Requirements: Pick out and copy each line of the data below that contains the word "item". Matching is case-sensitive.

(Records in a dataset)
################

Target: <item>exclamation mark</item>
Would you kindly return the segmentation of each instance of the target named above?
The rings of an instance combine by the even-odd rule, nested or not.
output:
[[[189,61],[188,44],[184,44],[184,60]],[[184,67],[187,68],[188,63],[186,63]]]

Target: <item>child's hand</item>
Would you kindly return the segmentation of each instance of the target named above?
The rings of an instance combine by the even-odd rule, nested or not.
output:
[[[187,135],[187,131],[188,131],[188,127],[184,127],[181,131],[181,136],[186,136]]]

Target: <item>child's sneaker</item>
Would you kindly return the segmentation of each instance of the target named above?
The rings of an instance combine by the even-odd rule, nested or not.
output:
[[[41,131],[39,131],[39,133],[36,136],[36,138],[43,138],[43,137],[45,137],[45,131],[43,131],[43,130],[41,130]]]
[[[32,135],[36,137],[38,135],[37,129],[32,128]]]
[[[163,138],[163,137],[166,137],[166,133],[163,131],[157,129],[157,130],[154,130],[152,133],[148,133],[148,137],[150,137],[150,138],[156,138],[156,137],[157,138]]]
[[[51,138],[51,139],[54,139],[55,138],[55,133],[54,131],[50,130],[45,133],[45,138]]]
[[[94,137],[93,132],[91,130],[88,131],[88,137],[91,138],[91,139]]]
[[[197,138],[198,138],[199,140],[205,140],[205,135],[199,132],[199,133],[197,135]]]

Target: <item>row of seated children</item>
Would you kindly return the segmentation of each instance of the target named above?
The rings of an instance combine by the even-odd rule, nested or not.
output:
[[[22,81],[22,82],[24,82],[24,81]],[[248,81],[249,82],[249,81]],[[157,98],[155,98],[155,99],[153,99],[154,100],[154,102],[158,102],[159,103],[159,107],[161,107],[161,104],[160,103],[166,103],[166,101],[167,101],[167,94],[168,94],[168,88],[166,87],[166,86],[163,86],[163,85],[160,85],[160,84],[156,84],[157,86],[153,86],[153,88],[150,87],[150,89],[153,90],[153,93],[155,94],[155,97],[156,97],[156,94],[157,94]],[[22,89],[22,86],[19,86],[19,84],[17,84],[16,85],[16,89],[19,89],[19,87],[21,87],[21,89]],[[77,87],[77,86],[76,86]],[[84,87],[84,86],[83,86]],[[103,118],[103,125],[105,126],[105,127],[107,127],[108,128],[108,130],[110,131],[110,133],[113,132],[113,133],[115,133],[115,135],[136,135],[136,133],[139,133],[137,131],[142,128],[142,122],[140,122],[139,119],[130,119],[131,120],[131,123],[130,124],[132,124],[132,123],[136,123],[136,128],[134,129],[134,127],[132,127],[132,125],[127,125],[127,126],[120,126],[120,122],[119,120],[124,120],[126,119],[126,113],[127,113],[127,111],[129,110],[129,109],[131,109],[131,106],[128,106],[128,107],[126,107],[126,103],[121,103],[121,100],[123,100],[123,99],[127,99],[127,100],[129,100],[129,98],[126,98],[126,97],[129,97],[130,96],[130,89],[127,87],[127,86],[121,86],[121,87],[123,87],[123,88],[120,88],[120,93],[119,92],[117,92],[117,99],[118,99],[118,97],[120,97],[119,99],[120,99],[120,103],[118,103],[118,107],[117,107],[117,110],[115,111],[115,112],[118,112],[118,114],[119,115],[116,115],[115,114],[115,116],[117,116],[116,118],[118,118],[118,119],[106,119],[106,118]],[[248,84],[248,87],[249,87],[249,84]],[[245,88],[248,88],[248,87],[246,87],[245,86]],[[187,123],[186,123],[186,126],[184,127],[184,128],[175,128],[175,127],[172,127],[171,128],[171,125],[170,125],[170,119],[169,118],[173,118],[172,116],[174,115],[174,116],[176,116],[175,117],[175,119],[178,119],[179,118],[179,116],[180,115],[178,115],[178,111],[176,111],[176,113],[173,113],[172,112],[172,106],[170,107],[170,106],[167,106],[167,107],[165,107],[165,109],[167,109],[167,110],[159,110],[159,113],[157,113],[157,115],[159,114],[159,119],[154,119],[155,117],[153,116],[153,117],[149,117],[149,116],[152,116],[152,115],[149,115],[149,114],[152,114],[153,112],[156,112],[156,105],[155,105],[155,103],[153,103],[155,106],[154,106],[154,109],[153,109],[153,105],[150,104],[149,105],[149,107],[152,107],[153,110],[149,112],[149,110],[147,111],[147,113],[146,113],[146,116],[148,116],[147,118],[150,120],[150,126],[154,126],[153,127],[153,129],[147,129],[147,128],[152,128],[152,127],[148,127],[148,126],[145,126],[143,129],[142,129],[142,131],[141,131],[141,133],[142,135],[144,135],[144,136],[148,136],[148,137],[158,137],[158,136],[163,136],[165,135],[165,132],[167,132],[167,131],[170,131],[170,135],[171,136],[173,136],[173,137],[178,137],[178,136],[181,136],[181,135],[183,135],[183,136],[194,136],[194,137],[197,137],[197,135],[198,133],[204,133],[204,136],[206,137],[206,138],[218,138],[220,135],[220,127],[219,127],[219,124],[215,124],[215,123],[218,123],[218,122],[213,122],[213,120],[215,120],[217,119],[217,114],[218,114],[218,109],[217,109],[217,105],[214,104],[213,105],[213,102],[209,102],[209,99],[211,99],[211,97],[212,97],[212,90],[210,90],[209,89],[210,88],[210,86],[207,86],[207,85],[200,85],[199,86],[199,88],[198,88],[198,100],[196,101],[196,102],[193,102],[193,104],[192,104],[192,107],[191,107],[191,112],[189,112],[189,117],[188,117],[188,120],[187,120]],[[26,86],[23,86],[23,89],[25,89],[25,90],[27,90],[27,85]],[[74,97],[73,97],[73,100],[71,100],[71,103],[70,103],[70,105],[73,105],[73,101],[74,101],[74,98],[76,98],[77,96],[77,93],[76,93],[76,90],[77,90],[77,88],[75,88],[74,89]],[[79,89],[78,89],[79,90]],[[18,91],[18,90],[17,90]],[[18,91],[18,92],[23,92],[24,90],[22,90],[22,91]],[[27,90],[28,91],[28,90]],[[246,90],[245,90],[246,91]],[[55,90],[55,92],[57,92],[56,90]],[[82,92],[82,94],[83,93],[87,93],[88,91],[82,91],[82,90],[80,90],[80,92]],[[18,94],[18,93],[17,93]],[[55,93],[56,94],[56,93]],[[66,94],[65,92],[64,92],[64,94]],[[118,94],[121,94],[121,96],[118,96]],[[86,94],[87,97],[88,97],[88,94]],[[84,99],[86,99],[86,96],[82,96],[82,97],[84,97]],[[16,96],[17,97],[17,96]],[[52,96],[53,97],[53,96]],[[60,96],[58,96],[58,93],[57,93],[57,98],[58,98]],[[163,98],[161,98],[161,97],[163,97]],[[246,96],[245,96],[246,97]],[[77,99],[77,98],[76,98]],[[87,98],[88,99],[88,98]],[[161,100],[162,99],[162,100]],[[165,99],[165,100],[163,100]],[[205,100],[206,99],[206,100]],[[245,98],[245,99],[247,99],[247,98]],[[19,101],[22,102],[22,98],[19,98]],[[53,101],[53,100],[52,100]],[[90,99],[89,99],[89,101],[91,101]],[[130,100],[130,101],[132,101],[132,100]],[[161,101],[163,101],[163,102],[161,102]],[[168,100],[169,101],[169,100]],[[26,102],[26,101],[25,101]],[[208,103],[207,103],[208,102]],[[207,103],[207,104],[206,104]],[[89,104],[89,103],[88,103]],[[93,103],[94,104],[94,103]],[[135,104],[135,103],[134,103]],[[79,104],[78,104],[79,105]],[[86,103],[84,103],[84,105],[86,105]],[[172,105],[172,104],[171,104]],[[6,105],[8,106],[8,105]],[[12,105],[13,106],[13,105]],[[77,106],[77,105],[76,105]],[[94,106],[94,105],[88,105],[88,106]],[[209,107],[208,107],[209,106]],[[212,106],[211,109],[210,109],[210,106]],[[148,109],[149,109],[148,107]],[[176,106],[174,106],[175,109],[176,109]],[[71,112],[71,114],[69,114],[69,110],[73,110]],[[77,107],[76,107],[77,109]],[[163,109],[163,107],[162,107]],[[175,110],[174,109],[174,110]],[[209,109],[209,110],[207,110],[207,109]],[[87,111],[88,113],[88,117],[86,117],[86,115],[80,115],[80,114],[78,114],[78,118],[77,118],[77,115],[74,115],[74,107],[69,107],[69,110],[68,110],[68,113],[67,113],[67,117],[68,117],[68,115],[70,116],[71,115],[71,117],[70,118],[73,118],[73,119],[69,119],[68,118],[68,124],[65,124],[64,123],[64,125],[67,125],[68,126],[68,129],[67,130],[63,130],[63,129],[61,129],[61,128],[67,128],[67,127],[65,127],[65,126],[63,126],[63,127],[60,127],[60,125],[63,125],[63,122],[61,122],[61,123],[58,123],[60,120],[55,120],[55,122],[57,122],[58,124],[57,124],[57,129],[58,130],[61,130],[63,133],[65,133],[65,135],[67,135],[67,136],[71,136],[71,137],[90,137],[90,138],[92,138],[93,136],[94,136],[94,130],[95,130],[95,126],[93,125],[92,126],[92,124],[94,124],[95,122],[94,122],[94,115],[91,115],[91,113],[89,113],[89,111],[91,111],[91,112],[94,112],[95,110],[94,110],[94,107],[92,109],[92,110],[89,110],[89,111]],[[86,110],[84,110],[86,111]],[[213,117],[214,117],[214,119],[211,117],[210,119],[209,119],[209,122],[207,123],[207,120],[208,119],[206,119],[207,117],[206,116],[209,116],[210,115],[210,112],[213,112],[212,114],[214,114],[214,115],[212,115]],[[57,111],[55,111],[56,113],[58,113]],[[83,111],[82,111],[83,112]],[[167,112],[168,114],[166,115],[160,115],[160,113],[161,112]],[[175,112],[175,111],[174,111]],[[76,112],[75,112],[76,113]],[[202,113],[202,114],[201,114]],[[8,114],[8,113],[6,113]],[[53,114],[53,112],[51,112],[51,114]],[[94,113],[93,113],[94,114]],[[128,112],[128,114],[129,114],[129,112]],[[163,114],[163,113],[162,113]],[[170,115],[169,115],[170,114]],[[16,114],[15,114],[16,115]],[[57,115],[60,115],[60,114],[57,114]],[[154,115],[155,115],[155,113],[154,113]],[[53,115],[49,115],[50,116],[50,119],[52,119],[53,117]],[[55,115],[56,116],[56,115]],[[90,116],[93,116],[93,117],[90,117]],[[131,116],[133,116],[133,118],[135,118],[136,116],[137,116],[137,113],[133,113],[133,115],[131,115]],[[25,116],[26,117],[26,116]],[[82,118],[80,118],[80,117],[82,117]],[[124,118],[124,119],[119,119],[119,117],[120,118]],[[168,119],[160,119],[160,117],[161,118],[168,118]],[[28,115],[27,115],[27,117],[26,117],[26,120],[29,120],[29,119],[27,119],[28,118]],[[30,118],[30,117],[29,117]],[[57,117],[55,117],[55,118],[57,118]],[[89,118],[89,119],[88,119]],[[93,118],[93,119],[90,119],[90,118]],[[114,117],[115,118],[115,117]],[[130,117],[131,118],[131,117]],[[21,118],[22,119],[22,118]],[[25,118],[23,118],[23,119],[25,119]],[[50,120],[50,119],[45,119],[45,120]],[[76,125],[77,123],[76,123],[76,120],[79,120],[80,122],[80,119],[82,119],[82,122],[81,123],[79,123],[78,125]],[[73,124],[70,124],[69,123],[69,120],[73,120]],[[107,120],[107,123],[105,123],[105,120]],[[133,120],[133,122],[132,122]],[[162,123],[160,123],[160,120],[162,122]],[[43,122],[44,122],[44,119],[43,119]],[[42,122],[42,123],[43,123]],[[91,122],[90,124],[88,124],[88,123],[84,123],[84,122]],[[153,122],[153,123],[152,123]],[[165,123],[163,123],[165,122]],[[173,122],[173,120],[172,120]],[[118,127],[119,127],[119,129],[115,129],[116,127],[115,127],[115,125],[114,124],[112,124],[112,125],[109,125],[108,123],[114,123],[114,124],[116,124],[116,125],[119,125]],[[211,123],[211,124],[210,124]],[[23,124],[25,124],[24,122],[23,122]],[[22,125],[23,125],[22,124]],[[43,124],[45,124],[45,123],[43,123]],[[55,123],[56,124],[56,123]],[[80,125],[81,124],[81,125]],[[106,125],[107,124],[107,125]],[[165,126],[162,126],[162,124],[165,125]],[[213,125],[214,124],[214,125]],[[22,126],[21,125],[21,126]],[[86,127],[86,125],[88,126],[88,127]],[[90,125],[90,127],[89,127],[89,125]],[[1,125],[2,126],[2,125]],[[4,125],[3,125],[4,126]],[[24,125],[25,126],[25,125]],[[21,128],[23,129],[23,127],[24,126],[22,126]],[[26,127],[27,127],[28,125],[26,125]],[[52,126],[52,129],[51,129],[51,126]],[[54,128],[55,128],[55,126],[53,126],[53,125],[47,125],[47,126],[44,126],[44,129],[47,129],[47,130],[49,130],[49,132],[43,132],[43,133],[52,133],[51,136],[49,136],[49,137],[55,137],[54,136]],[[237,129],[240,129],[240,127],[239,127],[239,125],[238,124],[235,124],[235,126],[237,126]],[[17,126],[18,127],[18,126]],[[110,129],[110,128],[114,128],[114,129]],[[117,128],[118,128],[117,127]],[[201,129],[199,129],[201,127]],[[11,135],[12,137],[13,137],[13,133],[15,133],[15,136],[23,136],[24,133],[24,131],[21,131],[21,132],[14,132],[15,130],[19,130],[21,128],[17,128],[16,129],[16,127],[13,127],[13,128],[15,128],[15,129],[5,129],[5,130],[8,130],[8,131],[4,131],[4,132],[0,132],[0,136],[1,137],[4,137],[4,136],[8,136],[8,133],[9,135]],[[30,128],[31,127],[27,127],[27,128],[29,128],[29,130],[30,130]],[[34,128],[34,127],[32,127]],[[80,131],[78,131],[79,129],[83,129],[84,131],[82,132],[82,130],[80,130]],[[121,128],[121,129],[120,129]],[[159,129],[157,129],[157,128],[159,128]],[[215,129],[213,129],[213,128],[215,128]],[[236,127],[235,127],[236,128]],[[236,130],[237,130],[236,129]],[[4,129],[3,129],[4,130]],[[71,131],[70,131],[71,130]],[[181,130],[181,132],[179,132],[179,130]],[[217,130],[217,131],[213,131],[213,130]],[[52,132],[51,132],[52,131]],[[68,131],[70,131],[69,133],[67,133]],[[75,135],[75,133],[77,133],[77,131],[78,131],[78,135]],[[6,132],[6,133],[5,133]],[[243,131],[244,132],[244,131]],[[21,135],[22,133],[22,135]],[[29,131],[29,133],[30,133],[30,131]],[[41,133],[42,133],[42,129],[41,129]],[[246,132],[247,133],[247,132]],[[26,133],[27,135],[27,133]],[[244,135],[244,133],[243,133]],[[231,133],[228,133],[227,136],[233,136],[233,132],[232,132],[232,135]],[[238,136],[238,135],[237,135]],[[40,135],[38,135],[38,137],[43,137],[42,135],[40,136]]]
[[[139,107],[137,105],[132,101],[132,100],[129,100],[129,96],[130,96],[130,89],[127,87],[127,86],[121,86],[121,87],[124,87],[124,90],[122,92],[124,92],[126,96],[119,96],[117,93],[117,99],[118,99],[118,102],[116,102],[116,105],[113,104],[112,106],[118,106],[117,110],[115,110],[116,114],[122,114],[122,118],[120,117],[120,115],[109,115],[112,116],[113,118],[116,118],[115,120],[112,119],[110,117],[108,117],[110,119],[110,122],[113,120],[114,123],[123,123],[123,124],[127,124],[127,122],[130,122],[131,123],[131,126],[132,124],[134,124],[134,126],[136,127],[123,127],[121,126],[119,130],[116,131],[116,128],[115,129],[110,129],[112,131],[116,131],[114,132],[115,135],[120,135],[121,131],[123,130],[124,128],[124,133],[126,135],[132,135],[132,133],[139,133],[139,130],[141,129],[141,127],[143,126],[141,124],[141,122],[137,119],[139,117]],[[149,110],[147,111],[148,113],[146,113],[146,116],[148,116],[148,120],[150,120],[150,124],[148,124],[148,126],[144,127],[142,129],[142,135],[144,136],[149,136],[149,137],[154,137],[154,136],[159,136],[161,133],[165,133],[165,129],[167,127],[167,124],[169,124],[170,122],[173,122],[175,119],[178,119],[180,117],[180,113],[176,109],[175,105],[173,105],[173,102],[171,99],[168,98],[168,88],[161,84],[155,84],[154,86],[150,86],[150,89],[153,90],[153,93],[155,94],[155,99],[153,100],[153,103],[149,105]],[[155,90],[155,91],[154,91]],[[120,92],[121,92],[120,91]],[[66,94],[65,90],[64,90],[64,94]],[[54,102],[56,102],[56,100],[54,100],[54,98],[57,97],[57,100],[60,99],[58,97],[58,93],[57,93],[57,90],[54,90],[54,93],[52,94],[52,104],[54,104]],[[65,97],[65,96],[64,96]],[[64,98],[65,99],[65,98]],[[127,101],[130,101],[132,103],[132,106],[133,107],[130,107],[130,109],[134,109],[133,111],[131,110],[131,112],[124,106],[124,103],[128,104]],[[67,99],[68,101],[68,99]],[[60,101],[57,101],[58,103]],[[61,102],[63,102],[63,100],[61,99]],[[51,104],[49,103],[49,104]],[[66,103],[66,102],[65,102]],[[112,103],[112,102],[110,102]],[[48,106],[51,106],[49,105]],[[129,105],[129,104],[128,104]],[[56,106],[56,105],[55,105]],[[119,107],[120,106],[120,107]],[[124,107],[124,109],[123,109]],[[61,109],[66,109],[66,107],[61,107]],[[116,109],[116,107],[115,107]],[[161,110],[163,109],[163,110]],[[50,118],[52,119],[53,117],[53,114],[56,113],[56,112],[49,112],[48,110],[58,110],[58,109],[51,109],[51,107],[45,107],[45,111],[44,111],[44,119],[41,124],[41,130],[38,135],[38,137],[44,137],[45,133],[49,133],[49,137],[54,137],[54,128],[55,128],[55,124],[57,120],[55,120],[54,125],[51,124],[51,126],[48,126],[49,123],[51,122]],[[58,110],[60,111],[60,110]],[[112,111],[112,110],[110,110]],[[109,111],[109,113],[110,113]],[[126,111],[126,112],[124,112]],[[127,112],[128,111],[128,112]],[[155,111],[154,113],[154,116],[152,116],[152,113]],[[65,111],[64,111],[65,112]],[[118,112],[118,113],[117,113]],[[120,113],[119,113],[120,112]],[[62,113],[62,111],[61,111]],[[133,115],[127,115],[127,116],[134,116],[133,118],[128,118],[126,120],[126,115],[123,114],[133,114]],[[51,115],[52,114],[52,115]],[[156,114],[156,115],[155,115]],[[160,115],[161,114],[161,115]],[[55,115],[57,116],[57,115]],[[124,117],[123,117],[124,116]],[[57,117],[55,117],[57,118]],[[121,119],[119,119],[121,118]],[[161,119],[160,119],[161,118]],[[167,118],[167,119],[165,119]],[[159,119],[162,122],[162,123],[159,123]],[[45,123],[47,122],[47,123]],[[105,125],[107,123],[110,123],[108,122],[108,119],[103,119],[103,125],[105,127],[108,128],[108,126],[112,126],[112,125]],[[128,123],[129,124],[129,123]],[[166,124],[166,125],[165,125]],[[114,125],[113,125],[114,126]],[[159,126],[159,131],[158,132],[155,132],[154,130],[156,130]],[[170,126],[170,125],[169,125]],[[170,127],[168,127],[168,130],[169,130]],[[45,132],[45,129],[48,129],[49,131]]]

################

Task result:
Target: <item>exclamation mark</item>
Target: <item>child's hand</item>
Target: <item>child's sneaker</item>
Target: <item>row of seated children</item>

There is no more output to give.